Transcribe the material verbatim in full; the pictures do not belong in the copy.

Records from a point labeling set:
---------------

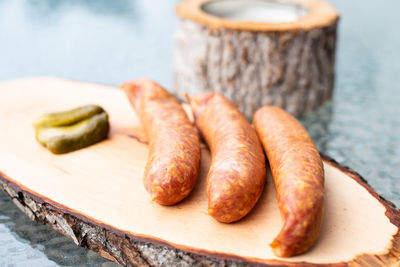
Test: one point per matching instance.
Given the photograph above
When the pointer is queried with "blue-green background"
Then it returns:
(113, 41)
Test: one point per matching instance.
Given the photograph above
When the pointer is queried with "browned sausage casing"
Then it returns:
(237, 172)
(298, 173)
(174, 148)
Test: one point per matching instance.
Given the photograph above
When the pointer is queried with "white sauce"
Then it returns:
(269, 11)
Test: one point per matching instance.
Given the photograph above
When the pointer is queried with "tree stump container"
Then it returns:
(257, 52)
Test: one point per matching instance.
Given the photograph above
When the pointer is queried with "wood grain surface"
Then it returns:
(95, 195)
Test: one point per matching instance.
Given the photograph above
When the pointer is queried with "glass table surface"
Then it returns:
(110, 42)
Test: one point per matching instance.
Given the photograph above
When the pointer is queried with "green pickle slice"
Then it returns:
(67, 131)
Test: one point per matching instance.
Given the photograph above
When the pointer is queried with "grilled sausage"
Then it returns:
(174, 149)
(237, 173)
(298, 173)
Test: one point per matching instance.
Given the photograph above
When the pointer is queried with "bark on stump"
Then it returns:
(292, 69)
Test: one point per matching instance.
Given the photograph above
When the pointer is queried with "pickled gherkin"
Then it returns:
(67, 131)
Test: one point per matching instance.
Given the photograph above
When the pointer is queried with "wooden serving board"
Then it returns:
(95, 195)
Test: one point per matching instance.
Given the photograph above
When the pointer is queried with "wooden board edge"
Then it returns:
(134, 250)
(392, 212)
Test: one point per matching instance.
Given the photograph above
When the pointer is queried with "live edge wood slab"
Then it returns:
(95, 196)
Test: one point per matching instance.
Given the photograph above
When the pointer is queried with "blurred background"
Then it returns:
(110, 42)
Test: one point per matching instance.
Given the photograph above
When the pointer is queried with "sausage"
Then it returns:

---------------

TASK ANSWER:
Test: one point per matching instance.
Given the photograph above
When the pointer is queried with "blue-green background"
Then it returns:
(113, 41)
Test: one point per matching instance.
Given the photograph above
When the pointer is queried with "browned sausage casing"
Then it returns:
(237, 172)
(298, 173)
(174, 148)
Test: one point per matching instance.
Given the photograph above
When the pointer is queried with "white sauce"
Then it returns:
(269, 11)
Test: one point per matching instance.
Given the photograph above
When the pointer is queried with "tree stump container"
Then it returns:
(257, 52)
Test: one point per matching instance.
Given the photograph above
When the pointer is queried with "wood grain surface"
Then it returns:
(95, 195)
Test: one point per matching instance.
Given the photograph above
When the pointer is queried with "glass table surface"
Then it returns:
(110, 42)
Test: one point per matching instance.
Given the photograph above
When the pointer is queried with "green pickle slice"
Then it returns:
(67, 131)
Test: one point per matching instance.
Given the photograph above
When the pointer is queried with "grilled sausage"
Then it returns:
(174, 149)
(237, 173)
(298, 173)
Test: one point per matching instance.
Given the photograph above
When the pointer is queried with "bark on stump"
Then it returns:
(292, 69)
Test: one point per matching instance.
Given the photograph above
When the pointer is queried with "pickled gherkin"
Then it returns:
(67, 131)
Test: one point per matching instance.
Given the photograph above
When the pointer is queried with "wooden serving board"
Then it returns:
(95, 195)
Test: one point per matching instance.
Given the photograph above
When the pointer is queried with "wooden board edge"
Then it returns:
(134, 250)
(392, 212)
Test: one point per matching instance.
Given the photograph above
When the pointer is queried with "live edge wood slab"
Then it returns:
(95, 196)
Test: one point per matching instance.
Given the photograph above
When the pointer is queried with "blurred background"
Then it returns:
(110, 42)
Test: one point per matching instance.
Given the photograph above
When the pointer is queried with "sausage"
Then it returns:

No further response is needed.